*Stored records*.

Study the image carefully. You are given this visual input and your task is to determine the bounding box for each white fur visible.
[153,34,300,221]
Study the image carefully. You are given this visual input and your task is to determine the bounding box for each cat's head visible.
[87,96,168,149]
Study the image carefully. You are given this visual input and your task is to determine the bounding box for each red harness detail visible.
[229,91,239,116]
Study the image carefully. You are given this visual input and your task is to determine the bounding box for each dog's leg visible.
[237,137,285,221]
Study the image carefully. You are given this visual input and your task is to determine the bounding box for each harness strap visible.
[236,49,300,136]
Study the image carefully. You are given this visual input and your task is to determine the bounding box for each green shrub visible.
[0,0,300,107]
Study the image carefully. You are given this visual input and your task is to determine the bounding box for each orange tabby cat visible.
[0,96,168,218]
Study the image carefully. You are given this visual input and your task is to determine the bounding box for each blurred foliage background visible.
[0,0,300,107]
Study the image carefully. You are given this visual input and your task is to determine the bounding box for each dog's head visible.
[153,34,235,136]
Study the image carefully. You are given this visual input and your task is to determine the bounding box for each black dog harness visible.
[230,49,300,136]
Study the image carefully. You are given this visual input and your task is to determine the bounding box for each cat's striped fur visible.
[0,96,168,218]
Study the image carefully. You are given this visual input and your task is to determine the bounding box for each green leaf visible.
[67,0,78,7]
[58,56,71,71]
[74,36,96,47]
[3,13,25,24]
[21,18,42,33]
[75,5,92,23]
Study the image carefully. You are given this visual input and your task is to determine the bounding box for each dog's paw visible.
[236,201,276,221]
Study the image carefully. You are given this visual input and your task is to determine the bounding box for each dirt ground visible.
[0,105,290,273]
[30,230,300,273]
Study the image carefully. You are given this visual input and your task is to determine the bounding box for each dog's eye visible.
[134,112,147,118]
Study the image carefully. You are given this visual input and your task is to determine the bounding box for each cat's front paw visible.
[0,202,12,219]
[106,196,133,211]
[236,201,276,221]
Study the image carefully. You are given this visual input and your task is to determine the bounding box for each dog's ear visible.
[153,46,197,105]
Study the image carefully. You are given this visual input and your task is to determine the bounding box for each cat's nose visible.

*SET EXERCISE*. Reproduce word for word the part of the material above that starts at its first line and ends with the line containing "[87,96,168,149]", with both of those lines included.

*ANSWER*.
Study the image carefully. You are given this visual input and your task is to determine the bounding box for each white fur visible.
[153,34,300,221]
Study the image carefully. You are given this visual input and your task is to determine the bounding box for each cat's head visible.
[87,96,168,149]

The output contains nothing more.